### Task to complete:
Update the listing from its start up to and including the line with "box: [285, 278, 303, 303]" by changing "document" to "file" and keeping everything else unchanged. Omit the pictures from your answer.

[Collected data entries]
- Opening Delimiter -

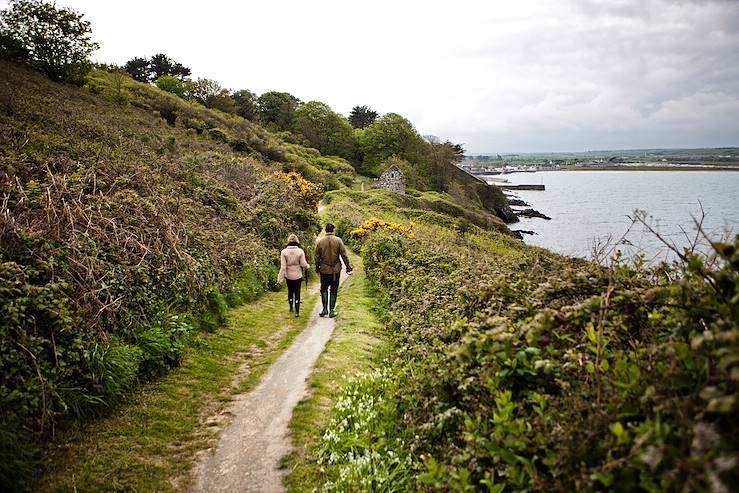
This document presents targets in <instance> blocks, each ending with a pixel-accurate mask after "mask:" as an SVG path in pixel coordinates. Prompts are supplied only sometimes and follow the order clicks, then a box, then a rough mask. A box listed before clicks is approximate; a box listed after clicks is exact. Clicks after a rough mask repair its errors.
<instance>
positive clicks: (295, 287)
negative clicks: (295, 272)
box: [285, 278, 303, 303]
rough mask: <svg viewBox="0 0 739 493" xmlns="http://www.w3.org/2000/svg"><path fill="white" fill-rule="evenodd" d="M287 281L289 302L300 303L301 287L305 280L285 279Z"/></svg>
mask: <svg viewBox="0 0 739 493" xmlns="http://www.w3.org/2000/svg"><path fill="white" fill-rule="evenodd" d="M285 280H286V281H287V300H288V301H289V302H291V303H292V301H293V300H295V303H300V286H302V285H303V279H302V278H301V279H285Z"/></svg>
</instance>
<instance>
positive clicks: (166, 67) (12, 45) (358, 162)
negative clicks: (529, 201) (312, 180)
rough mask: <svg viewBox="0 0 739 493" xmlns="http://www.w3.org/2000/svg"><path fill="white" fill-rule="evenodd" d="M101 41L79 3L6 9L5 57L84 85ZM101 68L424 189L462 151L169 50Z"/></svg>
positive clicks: (388, 120)
mask: <svg viewBox="0 0 739 493" xmlns="http://www.w3.org/2000/svg"><path fill="white" fill-rule="evenodd" d="M97 48H98V44H97V43H95V42H94V41H93V40H92V29H91V26H90V23H89V22H88V21H86V20H84V17H83V15H82V14H80V13H77V12H75V11H74V10H71V9H68V8H64V7H58V6H56V5H55V4H52V3H47V2H45V1H43V0H11V2H10V3H9V5H8V6H7V8H6V9H4V10H3V11H0V58H3V59H8V60H12V61H15V62H18V63H25V64H27V65H30V66H31V67H33V68H35V69H37V70H40V71H41V72H43V73H45V74H46V75H47V76H48V77H50V78H51V79H53V80H55V81H59V82H68V83H75V84H79V85H83V84H84V83H85V75H86V74H87V72H89V70H90V69H91V68H92V67H93V64H92V63H91V62H90V59H89V57H90V55H91V54H92V53H93V52H94V51H95V50H96V49H97ZM98 68H101V69H104V70H108V71H115V72H117V73H122V74H127V75H128V76H130V77H131V78H132V79H134V80H137V81H139V82H142V83H146V84H154V85H156V86H157V87H158V88H159V89H161V90H162V91H166V92H168V93H171V94H174V95H176V96H177V97H180V98H182V99H184V100H187V101H190V102H192V103H197V104H202V105H203V106H205V107H207V108H211V109H214V110H219V111H222V112H225V113H229V114H233V115H238V116H241V117H243V118H245V119H247V120H250V121H253V122H257V123H259V124H261V125H262V126H264V127H266V128H268V129H270V130H272V131H274V132H278V133H279V132H281V133H283V137H284V138H285V139H287V140H290V141H293V142H295V143H299V144H303V145H305V146H309V147H313V148H315V149H317V150H318V151H320V152H321V154H323V155H333V156H340V157H342V158H344V159H346V160H347V161H349V162H350V163H352V165H353V166H354V167H355V169H356V170H357V172H359V173H361V174H365V175H368V176H378V175H379V174H380V173H381V172H382V171H383V169H384V168H385V167H387V166H389V165H391V164H394V165H396V166H398V167H399V168H400V169H402V170H403V172H404V173H405V174H406V177H407V179H408V182H409V185H410V186H413V187H415V188H419V189H435V190H441V191H446V189H447V187H448V185H449V181H450V177H451V171H452V168H451V167H452V166H454V164H455V163H456V162H459V161H460V160H461V159H462V157H463V155H464V149H463V148H462V146H461V145H460V144H455V143H452V142H449V141H443V142H442V141H441V140H440V139H438V138H436V137H433V136H428V137H426V138H424V137H422V136H421V135H420V134H419V133H418V131H417V130H416V129H415V127H414V126H413V124H412V123H411V122H410V121H409V120H408V119H407V118H404V117H403V116H401V115H399V114H397V113H387V114H384V115H382V116H380V114H379V113H378V112H377V111H375V110H373V109H372V108H370V107H369V106H366V105H357V106H355V107H354V108H352V110H351V112H350V114H349V116H348V117H344V116H342V115H340V114H339V113H337V112H335V111H333V110H332V109H331V107H330V106H329V105H327V104H326V103H323V102H321V101H309V102H305V103H304V102H303V101H301V100H300V99H299V98H298V97H296V96H294V95H292V94H290V93H287V92H279V91H268V92H265V93H264V94H261V95H259V96H257V95H256V94H255V93H254V92H252V91H250V90H249V89H239V90H236V91H231V90H230V89H227V88H225V87H223V86H222V85H221V84H220V83H219V82H218V81H216V80H214V79H209V78H197V79H194V80H192V79H191V77H190V76H191V74H192V71H191V70H190V68H188V67H186V66H184V65H183V64H182V63H180V62H178V61H175V60H173V59H172V58H170V57H169V56H167V55H166V54H164V53H157V54H155V55H154V56H152V57H150V58H146V57H140V56H136V57H133V58H131V59H130V60H128V61H127V62H126V63H125V64H124V65H123V66H122V67H119V66H115V65H98Z"/></svg>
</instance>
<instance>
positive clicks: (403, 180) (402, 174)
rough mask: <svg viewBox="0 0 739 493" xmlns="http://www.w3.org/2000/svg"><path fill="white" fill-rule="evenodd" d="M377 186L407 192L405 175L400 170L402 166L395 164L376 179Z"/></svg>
mask: <svg viewBox="0 0 739 493" xmlns="http://www.w3.org/2000/svg"><path fill="white" fill-rule="evenodd" d="M375 188H379V189H380V190H388V191H390V192H398V193H405V175H404V174H403V172H402V171H400V168H398V167H397V166H396V165H394V164H393V165H392V166H390V167H389V168H388V169H386V170H385V171H384V172H383V173H382V174H381V175H380V177H379V178H378V179H377V180H375Z"/></svg>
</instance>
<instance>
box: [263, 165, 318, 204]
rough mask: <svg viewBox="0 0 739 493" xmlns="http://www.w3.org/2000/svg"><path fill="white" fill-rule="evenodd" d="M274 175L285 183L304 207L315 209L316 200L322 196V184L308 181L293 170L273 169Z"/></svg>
mask: <svg viewBox="0 0 739 493" xmlns="http://www.w3.org/2000/svg"><path fill="white" fill-rule="evenodd" d="M274 176H275V177H277V178H278V179H280V180H282V181H283V182H285V183H286V184H287V186H288V187H289V188H290V191H291V192H293V193H294V194H295V195H296V196H297V198H298V200H299V201H300V203H301V204H302V205H303V206H304V207H305V208H306V209H315V208H316V207H317V206H318V201H319V200H321V197H322V196H323V186H322V185H320V184H318V183H313V182H312V181H308V180H306V179H305V178H303V177H302V176H301V175H300V174H299V173H296V172H294V171H291V172H290V173H284V172H282V171H275V172H274Z"/></svg>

- Closing Delimiter -

### Exercise answer:
This file presents targets in <instance> blocks, each ending with a pixel-accurate mask after "mask:" as an SVG path in pixel coordinates. Prompts are supplied only sometimes and follow the order clicks, then a box, then a rough mask. A box listed before clicks is approximate; a box listed after clicks is exact. Clicks after a rough mask repair its errors.
<instance>
positive clicks: (295, 287)
negative clicks: (295, 272)
box: [285, 278, 303, 303]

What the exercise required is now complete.